__TASK OBJECTIVE__
Please rewrite every line of the material below as a numbered list, leaving out any blank lines.
================
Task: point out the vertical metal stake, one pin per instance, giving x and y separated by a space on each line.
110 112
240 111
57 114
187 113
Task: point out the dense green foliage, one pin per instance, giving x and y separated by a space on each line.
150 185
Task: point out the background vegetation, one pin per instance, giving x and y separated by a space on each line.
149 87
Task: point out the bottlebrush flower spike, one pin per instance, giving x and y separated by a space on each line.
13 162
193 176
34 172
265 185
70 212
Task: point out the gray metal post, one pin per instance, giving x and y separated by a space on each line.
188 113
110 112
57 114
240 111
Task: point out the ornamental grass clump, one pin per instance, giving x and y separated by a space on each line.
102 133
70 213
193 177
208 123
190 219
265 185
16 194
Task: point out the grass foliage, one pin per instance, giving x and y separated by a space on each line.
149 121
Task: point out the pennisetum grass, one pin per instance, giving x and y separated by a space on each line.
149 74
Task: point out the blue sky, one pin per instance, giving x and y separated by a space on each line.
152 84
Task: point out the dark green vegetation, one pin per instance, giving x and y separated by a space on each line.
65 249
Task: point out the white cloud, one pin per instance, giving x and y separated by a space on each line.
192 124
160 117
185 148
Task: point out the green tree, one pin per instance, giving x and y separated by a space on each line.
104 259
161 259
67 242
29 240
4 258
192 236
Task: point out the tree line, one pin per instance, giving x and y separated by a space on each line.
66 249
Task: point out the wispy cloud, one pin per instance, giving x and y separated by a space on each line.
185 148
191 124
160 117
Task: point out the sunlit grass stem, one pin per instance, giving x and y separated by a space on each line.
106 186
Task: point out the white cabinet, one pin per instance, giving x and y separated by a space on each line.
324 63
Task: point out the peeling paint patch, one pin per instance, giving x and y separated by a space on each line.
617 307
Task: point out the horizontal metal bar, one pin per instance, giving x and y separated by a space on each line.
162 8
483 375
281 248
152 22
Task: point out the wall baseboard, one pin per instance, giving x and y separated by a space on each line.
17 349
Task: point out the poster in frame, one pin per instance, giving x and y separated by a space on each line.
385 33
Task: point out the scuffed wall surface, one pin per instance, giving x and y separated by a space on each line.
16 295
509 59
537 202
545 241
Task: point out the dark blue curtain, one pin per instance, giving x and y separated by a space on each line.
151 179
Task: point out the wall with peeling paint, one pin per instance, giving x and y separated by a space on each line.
================
__SOLUTION__
1. Task: point out the vertical metal stake, one pin per instance, giving x and y separated by a space on each line.
2. 110 112
3. 240 111
4. 57 114
5. 187 113
6. Task: point out the dense green foliage, one pin per instance, giving x and y separated by a space on each line.
7. 150 185
8. Task: point out the background vegetation, one pin per instance, giving x and y separated by a space on each line.
9. 149 87
10. Task: point out the bottlebrush flower spike, one pin per instance, giving x and y separated by a space on each line.
11. 13 162
12. 193 176
13. 34 172
14. 265 185
15. 70 212
16. Task: point out the gray metal post, one pin per instance, giving x and y separated by a space on each line.
17. 188 113
18. 110 112
19. 57 114
20. 240 111
21. Task: point out the ornamental grass clump, one pin per instance, giving x and y separated by a space on each line.
22. 102 133
23. 70 213
24. 193 177
25. 208 123
26. 190 219
27. 265 185
28. 16 194
29. Task: point out the grass foliage, one pin per instance, giving x and y separated by a space on each line.
30. 149 121
31. Task: point out the pennisetum grass, one pin per instance, giving x and y separated by a space on each line.
32. 149 74
33. Task: point out the blue sky, one pin per instance, giving x and y separated by a space on each line.
34. 152 84
35. Task: point out the dark green vegetation, one pin per instance, giving x and y separated by a space on each line.
36. 65 249
37. Task: point out the white cloud, one pin per instance, giving x and y separated by a space on each line.
38. 192 124
39. 160 117
40. 185 148
41. Task: point out the green tree, one pin per instance, giving x and y separated by a space on each line.
42. 104 259
43. 161 259
44. 67 242
45. 29 240
46. 4 258
47. 192 236
48. Task: point out the tree line, one pin per instance, giving x and y separated by a space on each line.
49. 66 249
50. Task: point out the wispy cloud, one pin per instance, giving x and y separated by a space on each line.
51. 185 148
52. 191 124
53. 160 117
54. Task: point out the sunlit grass stem, one pin per instance, giving x and y separated by a space on each line.
55. 106 186
56. Task: point out the white cabinet, one pin per instance, giving x and y separated by a space on each line.
57. 324 63
58. Task: point out the peeling paint patch, one pin per instance, giving x and y separated by a space on each line.
59. 617 307
60. Task: point out the horizontal metal bar, one pin per instance, giving x and y separated by a space on each line.
61. 162 8
62. 483 375
63. 281 248
64. 152 22
65. Task: point out the wall baseboard, one pin per instance, giving x and y separated by a space on each line.
66. 17 349
67. Task: point out the poster in frame, one pin per instance, giving x and y separated by a space on each line.
68. 385 33
69. Task: point out the scuffed wall surface, one pin per instance, giving x and y separated by a space on each line.
70. 16 295
71. 509 59
72. 537 202
73. 545 241
74. Task: point out the dark blue curtain, one pin per instance, giving x and y separated by a space on each line.
75. 151 179
76. Task: point out the wall with peeling paint, one pin per instance, giving x and y separated by a space on each line.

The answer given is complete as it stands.